§ **Textabschnitt**
________
Diagnose HIV: Das Stigma ist oft schlimmer als die Erkrankung

23.11.2018, 08:50 Uhr
Diagnose HIV: Das Stigma ist oft schlimmer als die Erkrankung

© Arne Dedert/dpa

"Unser größtes Problem ist noch immer das Stigma", sagt Manfred Schmidt, Fachvorstand der Nürnberger Aids-Hilfe. Viele schwule Männer lebten auch heute noch ihre Sexualität im Verborgenen. "Wenn da die Diagnose HIV-positiv kommt, wird das Versteckspiel noch schwieriger", erklärt er. "Angst spielt beim Thema HIV leider eine große Rolle", pflichtet ihm Katrin Strohhöfer bei, die die Aids-Beratung der Stadtmission leitet. So seien sich Jugendliche oft unsicher, ob sie sich anstecken können, wenn sie eine HIV-positive Person küssen.

Diese Angst ist selbstverständlich unbegründet. Das HI-Virus ist hauptsächlich durch Blut und Sperma übertragbar, nicht aber durch Speichel. Und im Gegensatz zu vergangenen Jahrzehnten ist die Infektion heute längst kein Todesurteil mehr. Patienten, die ihre Medikamente regelmäßig einnehmen, können ihr Leben ohne Einschränkungen weiterführen. Sie haben eine ebenso hohe Lebenserwartung wie HIV-negative Menschen. Je früher eine HIV-Infektion erkannt wird, desto besser sind die Behandlungschancen.

Seit Oktober gibt es daher HIV-Heimtests in Apotheken zu kaufen. Damit kann jeder vergleichsweise unkompliziert selbst testen, ob eine Infektion vorliegt. "Wir stehen diesem Heimtest aber eher kritisch gegenüber", sagt Norbert Kellermann von der Fachstelle Sexuelle Gesundheit des Gesundheitsamtes. Es bestehe die Gefahr von Anwendungsfehlern. Außerdem, betont Kellermann, kann der Test erst zwölf Wochen nach einer möglichen Übertragung sicher erkennen, ob eine Ansteckung erfolgt ist.

Freistaat will nicht mehr zahlen

Manfred Schmidt von der Aids-Hilfe verweist dagegen darauf, dass der Heimtest eine Chance sei, HIV-Infektionen bei Menschen zu entdecken, die nie zu einer Beratungsstelle gekommen wären. "In Zeiten der Globalisierung kann man eh nicht verhindern, dass sich die Leute solche Tests kaufen", sagt er. Die Nachfrage nach Beratung zum Thema HIV ist groß. Rund 1400 HIV-Tests hat die Nürnberger Aids-Hilfe 2017 durchgeführt – Tendenz seit Jahren steigend. Mehr Geld vom Freistaat erhält der Verein trotzdem nicht. Der Antrag auf Schaffung einer weiteren Stelle wurde vom Bayerischen Gesundheitsministerium im Sommer abgelehnt. "Die haben einfach gesagt: ,Mehr Geld gibt’s nicht‘", klagt Schmidt.

Dabei ist HIV ein gesamtgesellschaftliches Thema. Knapp ein Drittel der Neuinfektionen im Jahr 2016 waren laut Robert-Koch-Institut auf heterosexuelle Kontakte oder verunreinigtes Drogenbesteck zurückzuführen.

Rund um den Welt-Aids-Tag hat die Aids-Hilfe ein buntes Programm zusammengestellt. Vom 26. November bis 4. Dezember finden zahlreiche Veranstaltungen statt.
________
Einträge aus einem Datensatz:
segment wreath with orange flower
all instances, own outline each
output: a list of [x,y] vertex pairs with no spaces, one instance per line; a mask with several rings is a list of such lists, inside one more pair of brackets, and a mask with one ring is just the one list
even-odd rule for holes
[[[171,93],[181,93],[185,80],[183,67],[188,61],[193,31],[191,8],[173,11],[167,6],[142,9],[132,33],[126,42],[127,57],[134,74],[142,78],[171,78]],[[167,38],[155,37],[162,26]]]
________
§ **Arbeitsauftrag**
Schreiben Sie aus dem Text über das HIV-Stigma die Passage wortgetreu ab, die mit den Worten „Manfred Schmidt von“ einsetzt. Hören Sie nach den Worten „verunreinigtes Drogenbesteck zurückzuführen.“ auf.

§ **Lösung**
Manfred Schmidt von der Aids-Hilfe verweist dagegen darauf, dass der Heimtest eine Chance sei, HIV-Infektionen bei Menschen zu entdecken, die nie zu einer Beratungsstelle gekommen wären. "In Zeiten der Globalisierung kann man eh nicht verhindern, dass sich die Leute solche Tests kaufen", sagt er. Die Nachfrage nach Beratung zum Thema HIV ist groß. Rund 1400 HIV-Tests hat die Nürnberger Aids-Hilfe 2017 durchgeführt – Tendenz seit Jahren steigend. Mehr Geld vom Freistaat erhält der Verein trotzdem nicht. Der Antrag auf Schaffung einer weiteren Stelle wurde vom Bayerischen Gesundheitsministerium im Sommer abgelehnt. "Die haben einfach gesagt: ,Mehr Geld gibt’s nicht‘", klagt Schmidt.

Dabei ist HIV ein gesamtgesellschaftliches Thema. Knapp ein Drittel der Neuinfektionen im Jahr 2016 waren laut Robert-Koch-Institut auf heterosexuelle Kontakte oder verunreinigtes Drogenbesteck zurückzuführen.